* AIM OF THE EXERCISE: Copy out, unchanged, the part of the listing below that opens with the line containing "target: wrist" and closes with the final line of the listing, keeping both of those lines.
● ● ●
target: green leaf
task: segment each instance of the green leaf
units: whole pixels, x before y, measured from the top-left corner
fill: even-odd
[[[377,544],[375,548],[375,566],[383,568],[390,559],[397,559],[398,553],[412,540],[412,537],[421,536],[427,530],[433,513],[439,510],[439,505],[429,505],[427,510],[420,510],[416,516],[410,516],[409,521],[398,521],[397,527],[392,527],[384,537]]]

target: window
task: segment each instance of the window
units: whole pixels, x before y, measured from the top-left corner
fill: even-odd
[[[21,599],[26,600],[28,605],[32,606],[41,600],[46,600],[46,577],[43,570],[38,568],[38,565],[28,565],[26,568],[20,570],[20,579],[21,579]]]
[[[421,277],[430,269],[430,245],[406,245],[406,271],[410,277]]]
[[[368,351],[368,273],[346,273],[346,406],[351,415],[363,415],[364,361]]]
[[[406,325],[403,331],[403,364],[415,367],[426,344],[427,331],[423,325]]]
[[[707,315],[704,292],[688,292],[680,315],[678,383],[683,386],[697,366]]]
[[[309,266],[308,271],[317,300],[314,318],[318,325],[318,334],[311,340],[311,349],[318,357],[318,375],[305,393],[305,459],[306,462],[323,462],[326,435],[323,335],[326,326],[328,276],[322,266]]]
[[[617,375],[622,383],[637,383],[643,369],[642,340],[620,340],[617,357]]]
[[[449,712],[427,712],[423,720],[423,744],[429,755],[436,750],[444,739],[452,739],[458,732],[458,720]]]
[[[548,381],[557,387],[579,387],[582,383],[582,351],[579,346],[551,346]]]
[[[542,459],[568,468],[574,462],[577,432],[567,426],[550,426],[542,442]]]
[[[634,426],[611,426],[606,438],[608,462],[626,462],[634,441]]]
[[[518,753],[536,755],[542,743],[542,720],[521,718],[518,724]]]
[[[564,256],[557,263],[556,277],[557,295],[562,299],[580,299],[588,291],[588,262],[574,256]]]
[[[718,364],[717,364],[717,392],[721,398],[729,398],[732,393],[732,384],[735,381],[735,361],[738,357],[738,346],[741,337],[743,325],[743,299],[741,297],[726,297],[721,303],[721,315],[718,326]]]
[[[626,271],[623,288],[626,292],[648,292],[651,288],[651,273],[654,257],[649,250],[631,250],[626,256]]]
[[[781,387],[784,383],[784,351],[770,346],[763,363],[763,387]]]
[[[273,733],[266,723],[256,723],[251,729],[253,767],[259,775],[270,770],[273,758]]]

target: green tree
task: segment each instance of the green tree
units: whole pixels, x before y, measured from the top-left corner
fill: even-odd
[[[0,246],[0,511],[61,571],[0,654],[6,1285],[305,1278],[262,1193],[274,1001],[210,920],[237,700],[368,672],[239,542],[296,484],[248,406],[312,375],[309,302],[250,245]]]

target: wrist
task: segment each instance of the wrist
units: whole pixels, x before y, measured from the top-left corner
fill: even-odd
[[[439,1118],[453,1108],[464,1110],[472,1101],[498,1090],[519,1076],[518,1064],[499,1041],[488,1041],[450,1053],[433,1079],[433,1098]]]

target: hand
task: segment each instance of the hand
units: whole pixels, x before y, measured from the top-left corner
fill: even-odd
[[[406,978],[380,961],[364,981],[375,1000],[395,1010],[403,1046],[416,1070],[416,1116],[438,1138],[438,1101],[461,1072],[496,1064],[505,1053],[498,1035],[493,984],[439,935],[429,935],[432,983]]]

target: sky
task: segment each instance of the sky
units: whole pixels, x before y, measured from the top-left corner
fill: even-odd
● ● ●
* WRITTEN SOLUTION:
target: wrist
task: segment each instance of the wrist
units: whole pixels, x before y, measured from the top-left corner
fill: even-odd
[[[439,1118],[453,1108],[464,1110],[472,1101],[498,1090],[519,1076],[518,1064],[499,1041],[488,1041],[450,1053],[433,1079],[433,1098]]]

target: hand
task: segment each instance of the hand
units: whole pixels, x before y, measured from the top-left corner
fill: even-odd
[[[406,978],[380,961],[364,981],[375,1000],[395,1010],[403,1046],[416,1070],[416,1116],[438,1138],[438,1101],[461,1072],[496,1064],[505,1053],[498,1035],[493,984],[439,935],[429,935],[432,983]]]

target: sky
task: segment each instance of the sky
units: whole pixels, x before y, measured from the top-left corner
fill: even-odd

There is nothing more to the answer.